Begin Extracted material

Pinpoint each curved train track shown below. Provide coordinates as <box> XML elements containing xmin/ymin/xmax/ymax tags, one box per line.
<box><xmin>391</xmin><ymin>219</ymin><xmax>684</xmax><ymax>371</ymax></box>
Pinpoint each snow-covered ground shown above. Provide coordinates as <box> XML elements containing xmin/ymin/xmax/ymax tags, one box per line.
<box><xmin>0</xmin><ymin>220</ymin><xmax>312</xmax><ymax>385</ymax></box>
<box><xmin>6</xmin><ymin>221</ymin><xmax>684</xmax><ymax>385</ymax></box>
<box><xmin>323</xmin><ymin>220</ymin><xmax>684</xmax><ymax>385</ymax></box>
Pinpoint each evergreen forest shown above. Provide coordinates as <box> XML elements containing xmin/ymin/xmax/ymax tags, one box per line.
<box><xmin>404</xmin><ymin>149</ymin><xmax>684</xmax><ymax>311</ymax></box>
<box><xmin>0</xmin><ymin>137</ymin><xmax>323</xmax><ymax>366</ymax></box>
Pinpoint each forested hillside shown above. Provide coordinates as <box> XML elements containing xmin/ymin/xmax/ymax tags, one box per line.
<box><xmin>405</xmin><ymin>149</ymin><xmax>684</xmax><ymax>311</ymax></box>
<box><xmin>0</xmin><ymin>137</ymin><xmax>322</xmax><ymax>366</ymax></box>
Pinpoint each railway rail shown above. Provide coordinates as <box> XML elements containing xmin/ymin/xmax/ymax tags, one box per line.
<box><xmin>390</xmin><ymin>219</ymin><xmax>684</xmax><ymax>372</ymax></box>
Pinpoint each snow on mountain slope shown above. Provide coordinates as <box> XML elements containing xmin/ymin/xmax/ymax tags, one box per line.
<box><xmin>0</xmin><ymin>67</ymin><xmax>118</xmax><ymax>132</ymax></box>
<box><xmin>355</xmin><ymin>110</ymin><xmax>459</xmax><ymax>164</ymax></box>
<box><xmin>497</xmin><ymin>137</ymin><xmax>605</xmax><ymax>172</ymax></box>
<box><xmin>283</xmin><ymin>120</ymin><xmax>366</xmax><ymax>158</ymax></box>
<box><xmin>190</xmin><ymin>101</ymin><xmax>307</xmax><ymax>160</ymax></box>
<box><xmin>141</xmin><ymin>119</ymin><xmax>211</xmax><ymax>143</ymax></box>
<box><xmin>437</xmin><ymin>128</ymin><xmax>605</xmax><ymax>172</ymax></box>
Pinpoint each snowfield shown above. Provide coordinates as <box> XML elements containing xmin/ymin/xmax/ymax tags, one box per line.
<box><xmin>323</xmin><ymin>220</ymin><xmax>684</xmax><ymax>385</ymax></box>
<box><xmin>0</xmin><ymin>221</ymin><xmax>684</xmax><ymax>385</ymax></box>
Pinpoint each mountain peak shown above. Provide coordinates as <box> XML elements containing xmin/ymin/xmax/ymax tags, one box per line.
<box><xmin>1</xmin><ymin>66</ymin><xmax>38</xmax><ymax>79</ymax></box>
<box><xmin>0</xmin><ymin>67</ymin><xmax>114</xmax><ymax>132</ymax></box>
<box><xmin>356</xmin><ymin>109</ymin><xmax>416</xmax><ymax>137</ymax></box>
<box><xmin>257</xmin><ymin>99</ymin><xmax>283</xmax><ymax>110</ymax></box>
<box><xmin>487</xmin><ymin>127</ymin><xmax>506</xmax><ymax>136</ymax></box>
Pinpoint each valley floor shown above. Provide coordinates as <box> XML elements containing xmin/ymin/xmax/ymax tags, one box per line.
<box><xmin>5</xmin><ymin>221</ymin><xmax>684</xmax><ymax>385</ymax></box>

End Extracted material

Exercise goal: Rewrite the data above with every "Pinpoint" changed to "Locate", keeping everything else the same.

Solution below:
Locate each curved train track shown below. Provide coordinates as <box> XML elements containing xmin/ymin/xmax/ymax tags, one box per line.
<box><xmin>391</xmin><ymin>219</ymin><xmax>684</xmax><ymax>371</ymax></box>
Locate each snow-covered ground shown above. Provide coordinates as <box> XML elements containing xmin/ymin/xmax/ymax tags, one box per line.
<box><xmin>0</xmin><ymin>220</ymin><xmax>312</xmax><ymax>385</ymax></box>
<box><xmin>6</xmin><ymin>221</ymin><xmax>684</xmax><ymax>385</ymax></box>
<box><xmin>323</xmin><ymin>220</ymin><xmax>684</xmax><ymax>385</ymax></box>
Locate each evergreen forest shown above. Provide coordinates as <box> XML elements containing xmin/ymin/xmax/ymax tags, one box per line.
<box><xmin>404</xmin><ymin>149</ymin><xmax>684</xmax><ymax>311</ymax></box>
<box><xmin>0</xmin><ymin>137</ymin><xmax>323</xmax><ymax>366</ymax></box>
Locate each forested hillside shown above. Provide coordinates as <box> XML elements containing xmin/ymin/xmax/ymax tags, one box per line.
<box><xmin>405</xmin><ymin>149</ymin><xmax>684</xmax><ymax>311</ymax></box>
<box><xmin>0</xmin><ymin>137</ymin><xmax>322</xmax><ymax>366</ymax></box>
Locate each railway rail shown above. Provide coordinates as <box> XML elements containing xmin/ymin/xmax/ymax tags, one box per line.
<box><xmin>390</xmin><ymin>219</ymin><xmax>684</xmax><ymax>372</ymax></box>
Locate each snow on mountain slope shown above. Provide coordinates as <box> XML elements containing xmin/ymin/xmax/ymax tags, one box per line.
<box><xmin>0</xmin><ymin>67</ymin><xmax>118</xmax><ymax>132</ymax></box>
<box><xmin>355</xmin><ymin>110</ymin><xmax>459</xmax><ymax>164</ymax></box>
<box><xmin>497</xmin><ymin>137</ymin><xmax>605</xmax><ymax>172</ymax></box>
<box><xmin>283</xmin><ymin>120</ymin><xmax>366</xmax><ymax>158</ymax></box>
<box><xmin>190</xmin><ymin>101</ymin><xmax>307</xmax><ymax>160</ymax></box>
<box><xmin>141</xmin><ymin>119</ymin><xmax>211</xmax><ymax>143</ymax></box>
<box><xmin>437</xmin><ymin>128</ymin><xmax>605</xmax><ymax>172</ymax></box>
Locate each snowfield shown above. Provide coordinates as <box> XML elements containing xmin/ymin/xmax/ymax tags, one box per line.
<box><xmin>323</xmin><ymin>220</ymin><xmax>684</xmax><ymax>385</ymax></box>
<box><xmin>0</xmin><ymin>221</ymin><xmax>684</xmax><ymax>385</ymax></box>
Locate each mountain peak shown above. Provide coordinates as <box> XML elements containing xmin/ymin/xmax/ymax tags, one box per line.
<box><xmin>1</xmin><ymin>66</ymin><xmax>38</xmax><ymax>79</ymax></box>
<box><xmin>0</xmin><ymin>67</ymin><xmax>114</xmax><ymax>132</ymax></box>
<box><xmin>356</xmin><ymin>109</ymin><xmax>416</xmax><ymax>137</ymax></box>
<box><xmin>257</xmin><ymin>99</ymin><xmax>283</xmax><ymax>110</ymax></box>
<box><xmin>487</xmin><ymin>127</ymin><xmax>506</xmax><ymax>136</ymax></box>
Locate each valley floor shown above. Provide coordinates as <box> XML elements containing xmin/ymin/xmax/ymax tags, one box per line.
<box><xmin>5</xmin><ymin>221</ymin><xmax>684</xmax><ymax>385</ymax></box>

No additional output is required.